Aim of the exercise
Your answer must consist of every line from the data below that includes the word "known".

(Saved entries)

________________________

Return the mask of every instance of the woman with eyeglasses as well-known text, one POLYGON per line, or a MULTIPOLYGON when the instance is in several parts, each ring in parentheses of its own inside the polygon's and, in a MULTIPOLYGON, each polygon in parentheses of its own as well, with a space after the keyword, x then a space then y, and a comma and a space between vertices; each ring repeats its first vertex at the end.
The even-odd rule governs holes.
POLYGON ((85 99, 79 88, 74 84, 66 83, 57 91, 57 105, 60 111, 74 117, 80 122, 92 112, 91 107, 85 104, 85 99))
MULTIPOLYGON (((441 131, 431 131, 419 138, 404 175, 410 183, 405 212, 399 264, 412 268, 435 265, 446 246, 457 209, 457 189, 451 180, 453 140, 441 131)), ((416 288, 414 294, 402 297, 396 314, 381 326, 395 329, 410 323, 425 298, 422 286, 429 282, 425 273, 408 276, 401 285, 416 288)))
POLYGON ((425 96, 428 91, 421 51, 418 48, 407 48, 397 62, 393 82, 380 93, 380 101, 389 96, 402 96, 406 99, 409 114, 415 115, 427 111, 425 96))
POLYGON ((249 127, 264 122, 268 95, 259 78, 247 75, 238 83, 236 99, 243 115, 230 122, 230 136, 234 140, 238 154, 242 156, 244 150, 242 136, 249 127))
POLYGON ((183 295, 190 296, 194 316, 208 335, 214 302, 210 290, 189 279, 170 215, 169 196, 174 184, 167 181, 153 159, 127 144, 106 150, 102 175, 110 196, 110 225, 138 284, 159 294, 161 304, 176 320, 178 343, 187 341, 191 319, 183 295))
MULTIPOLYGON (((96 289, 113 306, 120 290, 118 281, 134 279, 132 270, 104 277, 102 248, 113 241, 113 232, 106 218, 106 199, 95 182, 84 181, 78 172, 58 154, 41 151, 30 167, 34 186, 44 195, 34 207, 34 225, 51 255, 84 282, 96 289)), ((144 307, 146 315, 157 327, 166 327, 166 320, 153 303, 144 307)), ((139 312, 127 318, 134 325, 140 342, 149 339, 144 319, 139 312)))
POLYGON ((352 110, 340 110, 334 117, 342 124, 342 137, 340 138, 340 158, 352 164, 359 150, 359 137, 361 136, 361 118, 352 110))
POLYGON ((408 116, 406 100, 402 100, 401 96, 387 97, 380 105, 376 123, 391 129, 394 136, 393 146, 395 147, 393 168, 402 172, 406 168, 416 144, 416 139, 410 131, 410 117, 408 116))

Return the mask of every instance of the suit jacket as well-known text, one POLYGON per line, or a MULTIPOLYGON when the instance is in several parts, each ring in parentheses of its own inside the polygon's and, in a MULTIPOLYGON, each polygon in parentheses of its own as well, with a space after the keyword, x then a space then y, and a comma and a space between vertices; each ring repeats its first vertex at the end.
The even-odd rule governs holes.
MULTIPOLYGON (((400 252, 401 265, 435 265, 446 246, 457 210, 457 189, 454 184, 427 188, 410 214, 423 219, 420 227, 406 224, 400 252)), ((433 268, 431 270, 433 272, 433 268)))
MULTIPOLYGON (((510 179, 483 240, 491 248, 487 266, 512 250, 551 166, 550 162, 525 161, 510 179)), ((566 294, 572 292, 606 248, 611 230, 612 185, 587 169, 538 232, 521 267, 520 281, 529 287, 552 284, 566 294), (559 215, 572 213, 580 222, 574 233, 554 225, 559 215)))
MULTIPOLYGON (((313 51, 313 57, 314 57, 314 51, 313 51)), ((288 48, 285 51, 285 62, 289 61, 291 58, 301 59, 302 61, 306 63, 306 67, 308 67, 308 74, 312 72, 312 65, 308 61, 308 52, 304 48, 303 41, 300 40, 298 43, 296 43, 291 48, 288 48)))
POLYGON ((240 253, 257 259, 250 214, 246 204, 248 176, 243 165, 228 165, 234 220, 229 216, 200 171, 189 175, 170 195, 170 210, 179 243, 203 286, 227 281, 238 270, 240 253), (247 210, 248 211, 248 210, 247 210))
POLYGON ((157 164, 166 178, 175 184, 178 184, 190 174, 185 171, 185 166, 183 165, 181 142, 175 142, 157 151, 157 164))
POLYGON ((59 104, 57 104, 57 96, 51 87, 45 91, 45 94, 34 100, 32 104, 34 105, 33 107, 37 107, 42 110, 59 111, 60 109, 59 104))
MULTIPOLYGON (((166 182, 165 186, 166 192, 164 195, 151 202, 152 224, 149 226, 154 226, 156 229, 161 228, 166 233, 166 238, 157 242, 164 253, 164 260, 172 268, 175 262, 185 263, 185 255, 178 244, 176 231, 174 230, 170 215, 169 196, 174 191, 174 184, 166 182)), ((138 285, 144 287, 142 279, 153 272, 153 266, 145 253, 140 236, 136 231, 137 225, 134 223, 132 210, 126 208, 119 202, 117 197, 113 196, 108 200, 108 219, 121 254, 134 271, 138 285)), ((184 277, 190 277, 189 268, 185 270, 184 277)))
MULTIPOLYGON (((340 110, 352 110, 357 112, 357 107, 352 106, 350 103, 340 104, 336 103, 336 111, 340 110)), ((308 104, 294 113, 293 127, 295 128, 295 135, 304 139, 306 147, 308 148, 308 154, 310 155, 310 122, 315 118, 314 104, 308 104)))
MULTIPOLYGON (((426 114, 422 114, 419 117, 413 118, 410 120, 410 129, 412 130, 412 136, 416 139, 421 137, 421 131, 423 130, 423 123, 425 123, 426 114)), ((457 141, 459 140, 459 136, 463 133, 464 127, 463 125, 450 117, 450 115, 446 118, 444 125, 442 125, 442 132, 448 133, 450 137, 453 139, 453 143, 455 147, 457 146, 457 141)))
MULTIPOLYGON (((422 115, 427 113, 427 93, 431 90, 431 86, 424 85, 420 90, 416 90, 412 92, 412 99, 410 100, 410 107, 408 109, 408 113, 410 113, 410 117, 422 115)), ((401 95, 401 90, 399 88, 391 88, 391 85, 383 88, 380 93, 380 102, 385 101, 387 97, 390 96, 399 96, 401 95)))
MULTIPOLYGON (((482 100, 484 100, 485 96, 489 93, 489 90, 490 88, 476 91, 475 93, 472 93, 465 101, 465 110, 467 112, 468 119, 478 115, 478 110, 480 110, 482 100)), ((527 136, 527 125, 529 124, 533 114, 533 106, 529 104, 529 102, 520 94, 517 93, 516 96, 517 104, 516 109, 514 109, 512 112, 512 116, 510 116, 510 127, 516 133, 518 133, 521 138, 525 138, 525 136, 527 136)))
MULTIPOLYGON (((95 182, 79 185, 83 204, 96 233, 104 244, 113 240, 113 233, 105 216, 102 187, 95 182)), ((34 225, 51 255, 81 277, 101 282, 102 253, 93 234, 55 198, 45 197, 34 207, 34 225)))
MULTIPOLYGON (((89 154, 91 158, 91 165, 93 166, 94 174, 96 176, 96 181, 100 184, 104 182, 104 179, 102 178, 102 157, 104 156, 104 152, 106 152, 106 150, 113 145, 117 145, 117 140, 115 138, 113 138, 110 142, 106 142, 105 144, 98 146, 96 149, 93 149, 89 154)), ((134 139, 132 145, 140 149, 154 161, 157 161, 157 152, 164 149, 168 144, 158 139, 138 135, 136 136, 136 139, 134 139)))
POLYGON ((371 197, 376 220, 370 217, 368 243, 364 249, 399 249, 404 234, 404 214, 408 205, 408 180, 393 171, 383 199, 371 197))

________________________

Answer for the task
Return the mask of every instance of the woman with eyeglasses as well-known text, one POLYGON per line, or a MULTIPOLYGON when the instance is in several parts, each ring in parentheses of its own inside the polygon's and, in a MULTIPOLYGON, each polygon in parentheses of its own as well, with a space after the keyword, x then a space then y, and a comma and a space between vertices; each ring repeats its first vertex at the end.
Return the mask of every instance of the suit jacket as well-known text, one POLYGON per line, or a MULTIPOLYGON when the instance is in several parts, each ring in parentheses of its own inside the polygon's and, in a MULTIPOLYGON, each polygon in parentheses of its own as well, with a space after the keyword, x then a space then y, and a comma and a space between vertices; each ring repeats its first vertex at the end.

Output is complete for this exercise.